### EXCERPT PROVIDED
****************************************

Thursday, 06/18/2015 12:21:03 PM

Thursday, June 18, 2015 12:21:03 PM

Post# of 39962
If you are referring to the immediate increase in share price after the split, it is just an equity exchange formula to reflect the same dollar value(market cap) to the post split share structure from where it was the day before the split takes effect. And this goes for both forward and reverse splits.

For example if you had 100 shares at $1 per share price before a reverse split you have $100 total value worth of stock. So if the reverse split is 1:10 ratio, after the split you have only 10 shares but they are now worth $10 each, so you still have $100 total value worth of stock. At least until it starts trading the next day.

If you are referring to the potential of your new holdings going up in value after the split; that is only based on the concept of supply and demand. If there were 10 billion shares outstanding before a split and it was a 1:1000 then after the split there will only be 10 million shares in circulation(at least until they re-issue the shares they just took out of circulation). So there is much less supply for whatever the new demand will be. Of course the value can only goes up if the company has something good happening and nothing else changes. If someone like a toxic financier doesn't start re-saturating the market with a huge supply of new shares.

****************************************

### STUDY MATERIAL
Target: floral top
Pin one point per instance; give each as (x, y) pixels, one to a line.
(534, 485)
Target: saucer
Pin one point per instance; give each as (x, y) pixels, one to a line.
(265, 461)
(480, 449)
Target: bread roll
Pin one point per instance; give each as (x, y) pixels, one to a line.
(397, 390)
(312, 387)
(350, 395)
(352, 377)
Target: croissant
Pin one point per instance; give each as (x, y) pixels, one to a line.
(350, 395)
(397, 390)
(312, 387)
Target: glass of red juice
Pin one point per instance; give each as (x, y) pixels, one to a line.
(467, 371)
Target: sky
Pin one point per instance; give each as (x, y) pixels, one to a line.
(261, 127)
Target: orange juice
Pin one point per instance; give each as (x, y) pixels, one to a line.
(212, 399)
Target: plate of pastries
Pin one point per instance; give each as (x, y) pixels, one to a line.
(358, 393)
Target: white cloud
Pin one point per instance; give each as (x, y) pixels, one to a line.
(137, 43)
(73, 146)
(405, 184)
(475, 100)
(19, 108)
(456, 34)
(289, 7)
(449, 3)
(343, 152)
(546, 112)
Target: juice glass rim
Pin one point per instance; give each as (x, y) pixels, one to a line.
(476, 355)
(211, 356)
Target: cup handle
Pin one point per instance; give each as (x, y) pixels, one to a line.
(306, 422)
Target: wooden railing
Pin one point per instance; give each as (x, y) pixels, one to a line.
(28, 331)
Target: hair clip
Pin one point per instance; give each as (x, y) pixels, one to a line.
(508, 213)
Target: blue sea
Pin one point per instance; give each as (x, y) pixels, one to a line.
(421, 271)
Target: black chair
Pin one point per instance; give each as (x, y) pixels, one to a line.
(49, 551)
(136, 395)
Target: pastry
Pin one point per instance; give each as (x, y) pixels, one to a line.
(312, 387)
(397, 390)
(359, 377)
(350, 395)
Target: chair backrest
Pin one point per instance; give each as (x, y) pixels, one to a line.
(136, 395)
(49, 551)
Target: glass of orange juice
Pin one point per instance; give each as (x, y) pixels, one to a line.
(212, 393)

****************************************

### WORK TASK 1
Could you reproduce the post on stock splits word for word, from "Post# of 39962" to "the next day."?
### WORK TASK 2
Can you write the next part of the forum post on stock splits, picking up after its final sentence?

### TASK OUTPUT 1
Post# of 39962
If you are referring to the immediate increase in share price after the split, it is just an equity exchange formula to reflect the same dollar value(market cap) to the post split share structure from where it was the day before the split takes effect. And this goes for both forward and reverse splits.

For example if you had 100 shares at $1 per share price before a reverse split you have $100 total value worth of stock. So if the reverse split is 1:10 ratio, after the split you have only 10 shares but they are now worth $10 each, so you still have $100 total value worth of stock. At least until it starts trading the next day.

### TASK OUTPUT 2
Think about five people sitting at a table with only 2 slices of pizza(small share structure) for sale. If everyone is hungry the value of pizza just went up and a bidding war will get you a premium for those 2 slices. On the other hand if you have 10 pizzas(big share structure) to auction off to 5 people and you auctioned them off you will get next to nothing because there is plenty to go around and everyone will just "wait for the next auction" and you will be hard pressed to give them away after everyone is full.